#### [The records]
======

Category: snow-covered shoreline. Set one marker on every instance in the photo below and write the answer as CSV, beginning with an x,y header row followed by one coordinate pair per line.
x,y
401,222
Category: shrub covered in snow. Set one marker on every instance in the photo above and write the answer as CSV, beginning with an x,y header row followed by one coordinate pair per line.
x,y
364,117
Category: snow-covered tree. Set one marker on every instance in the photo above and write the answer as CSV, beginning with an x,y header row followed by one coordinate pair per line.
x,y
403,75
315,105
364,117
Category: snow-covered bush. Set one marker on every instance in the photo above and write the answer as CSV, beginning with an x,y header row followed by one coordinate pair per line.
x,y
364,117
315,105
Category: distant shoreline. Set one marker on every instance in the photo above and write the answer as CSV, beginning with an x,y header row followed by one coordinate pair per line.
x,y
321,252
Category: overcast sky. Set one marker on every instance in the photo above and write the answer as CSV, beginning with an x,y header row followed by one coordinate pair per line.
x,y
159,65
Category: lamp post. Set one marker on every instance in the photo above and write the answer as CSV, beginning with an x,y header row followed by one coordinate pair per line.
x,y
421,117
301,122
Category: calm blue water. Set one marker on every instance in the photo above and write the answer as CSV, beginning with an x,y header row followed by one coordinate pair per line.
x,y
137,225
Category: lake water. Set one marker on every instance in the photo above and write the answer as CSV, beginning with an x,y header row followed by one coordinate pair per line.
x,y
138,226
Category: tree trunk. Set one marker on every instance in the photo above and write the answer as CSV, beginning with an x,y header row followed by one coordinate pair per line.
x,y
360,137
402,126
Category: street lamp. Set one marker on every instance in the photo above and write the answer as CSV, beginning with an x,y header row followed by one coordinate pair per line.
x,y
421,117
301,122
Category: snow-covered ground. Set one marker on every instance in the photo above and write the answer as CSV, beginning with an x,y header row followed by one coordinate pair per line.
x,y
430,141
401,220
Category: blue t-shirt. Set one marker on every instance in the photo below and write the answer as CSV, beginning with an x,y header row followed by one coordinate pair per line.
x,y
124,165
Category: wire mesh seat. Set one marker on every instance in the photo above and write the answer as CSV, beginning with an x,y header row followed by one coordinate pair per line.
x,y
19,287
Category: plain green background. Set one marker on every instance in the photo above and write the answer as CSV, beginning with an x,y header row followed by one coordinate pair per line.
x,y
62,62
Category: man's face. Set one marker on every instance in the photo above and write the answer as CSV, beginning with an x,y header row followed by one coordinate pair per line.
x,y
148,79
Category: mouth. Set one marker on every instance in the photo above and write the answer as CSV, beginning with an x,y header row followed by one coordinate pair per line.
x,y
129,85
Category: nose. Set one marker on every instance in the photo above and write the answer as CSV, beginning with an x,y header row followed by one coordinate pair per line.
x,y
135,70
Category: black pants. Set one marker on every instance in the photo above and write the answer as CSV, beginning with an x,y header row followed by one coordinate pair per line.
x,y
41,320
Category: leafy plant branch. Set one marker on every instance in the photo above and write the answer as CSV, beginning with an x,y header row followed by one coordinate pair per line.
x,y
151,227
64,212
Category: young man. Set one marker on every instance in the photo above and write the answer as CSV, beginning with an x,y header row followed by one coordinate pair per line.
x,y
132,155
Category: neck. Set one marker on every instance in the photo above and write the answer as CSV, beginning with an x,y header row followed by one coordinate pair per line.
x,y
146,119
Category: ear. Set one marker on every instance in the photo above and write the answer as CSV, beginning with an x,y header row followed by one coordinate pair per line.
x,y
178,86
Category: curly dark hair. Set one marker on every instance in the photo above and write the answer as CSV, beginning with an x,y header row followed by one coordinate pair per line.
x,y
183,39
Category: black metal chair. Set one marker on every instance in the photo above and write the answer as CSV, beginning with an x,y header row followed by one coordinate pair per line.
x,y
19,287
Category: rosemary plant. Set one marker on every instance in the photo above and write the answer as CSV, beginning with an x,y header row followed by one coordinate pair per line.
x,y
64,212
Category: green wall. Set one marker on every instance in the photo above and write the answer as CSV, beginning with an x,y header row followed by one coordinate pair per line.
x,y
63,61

======

#### [Your instructions]
Output an exact copy of the listing.

#### [Response to the exercise]
Category: snow-covered shoreline. Set one marker on every instance in the photo below and write the answer as CSV, beginning with an x,y header row followed by one coordinate pair per line.
x,y
401,222
Category: shrub covered in snow. Set one marker on every instance in the photo above and write the answer as CSV, beginning with an x,y header row followed by one coordinate pair per line.
x,y
364,117
Category: snow-covered tree. Set one marker on every instance in the photo above and write the answer as CSV, beginning with an x,y header row followed by one coordinate pair per line.
x,y
403,75
315,105
364,117
Category: snow-covered bush. Set one marker on every instance in the photo above and write the answer as CSV, beginning with an x,y header row followed by one coordinate pair per line.
x,y
364,117
315,105
Category: distant shoreline. Set one marker on every instance in the photo above and write the answer as CSV, beginning with an x,y header row followed by one coordinate pair per line.
x,y
321,252
Category: overcast sky. Set one marker on every instance in the photo above and write the answer as CSV, beginning with an x,y header row followed by one coordinate pair per line.
x,y
159,65
Category: lamp post. Set one marker on every instance in the photo above and write the answer as CSV, beginning with an x,y header row followed by one coordinate pair per line.
x,y
421,117
301,122
Category: calm blue water. Set one marker on every instance in the photo above and write the answer as CSV, beginning with an x,y header row followed by one coordinate pair per line.
x,y
137,225
Category: lake water. Set one marker on every instance in the photo above and write the answer as CSV, beginning with an x,y header row followed by one coordinate pair per line.
x,y
138,226
Category: tree trunk. Set one marker on every instance in the photo above and write the answer as CSV, beginning with an x,y header row followed by one coordinate pair per line.
x,y
360,137
402,126
Category: street lamp. Set one marker on every instance in the photo above and write the answer as CSV, beginning with an x,y header row followed by one coordinate pair per line.
x,y
421,117
301,122
Category: snow-covered ground. Set one marker on every instance in the photo above and write the answer as CSV, beginning with an x,y header row followed by one coordinate pair per line.
x,y
430,141
401,220
Category: blue t-shirt. Set one marker on every instance in the photo below and write the answer as CSV, beginning with an x,y header row followed by one coordinate pair per line.
x,y
124,165
Category: wire mesh seat. Set one marker on every instance in the photo above and write the answer as CSV, beginning with an x,y header row followed by one coordinate pair per line.
x,y
19,287
Category: plain green background. Set one marker on every instance in the photo above and write the answer as CSV, beginning with an x,y header row followed by one coordinate pair per line.
x,y
62,62
Category: man's face. Set one marker on every instance in the photo above and write the answer as CSV, beginning with an x,y header row followed by one coordinate pair per line.
x,y
148,79
Category: mouth. Set one marker on every instance in the photo above and write the answer as CSV, beginning with an x,y header row followed by one coordinate pair per line.
x,y
129,85
Category: nose. Set one marker on every instance in the photo above and write the answer as CSV, beginning with an x,y header row followed by one coordinate pair per line.
x,y
135,70
Category: black pants. Set one marker on every instance in the photo above and write the answer as CSV, beginning with an x,y header row followed by one coordinate pair per line.
x,y
41,320
Category: leafy plant branch. Set one marker on every instance in the photo above and write the answer as CSV, beginning with an x,y header row followed by one coordinate pair per line.
x,y
151,227
64,212
Category: young man. Set one marker on every instance in the photo above and write the answer as CSV, beginning with an x,y header row followed by one coordinate pair per line.
x,y
132,155
Category: neck. Set one marker on every instance in the photo above and write the answer as CSV, beginning with an x,y header row followed by one coordinate pair per line.
x,y
146,119
Category: ear. Set one marker on every instance in the photo above and write the answer as CSV, beginning with an x,y header row followed by one coordinate pair per line.
x,y
178,86
Category: curly dark hair. Set one marker on every instance in the photo above and write the answer as CSV, beginning with an x,y header row followed by one coordinate pair per line.
x,y
183,39
Category: black metal chair. Set one marker on every instance in the photo above and write the answer as CSV, beginning with an x,y header row followed by one coordinate pair per line.
x,y
19,287
Category: rosemary plant. Set one marker on every instance in the photo above and write the answer as CSV, beginning with an x,y header row followed by one coordinate pair per line.
x,y
64,212
Category: green wall. Set one marker on every instance in the photo above and write the answer as CSV, beginning with an x,y header row followed by one coordinate pair per line.
x,y
63,61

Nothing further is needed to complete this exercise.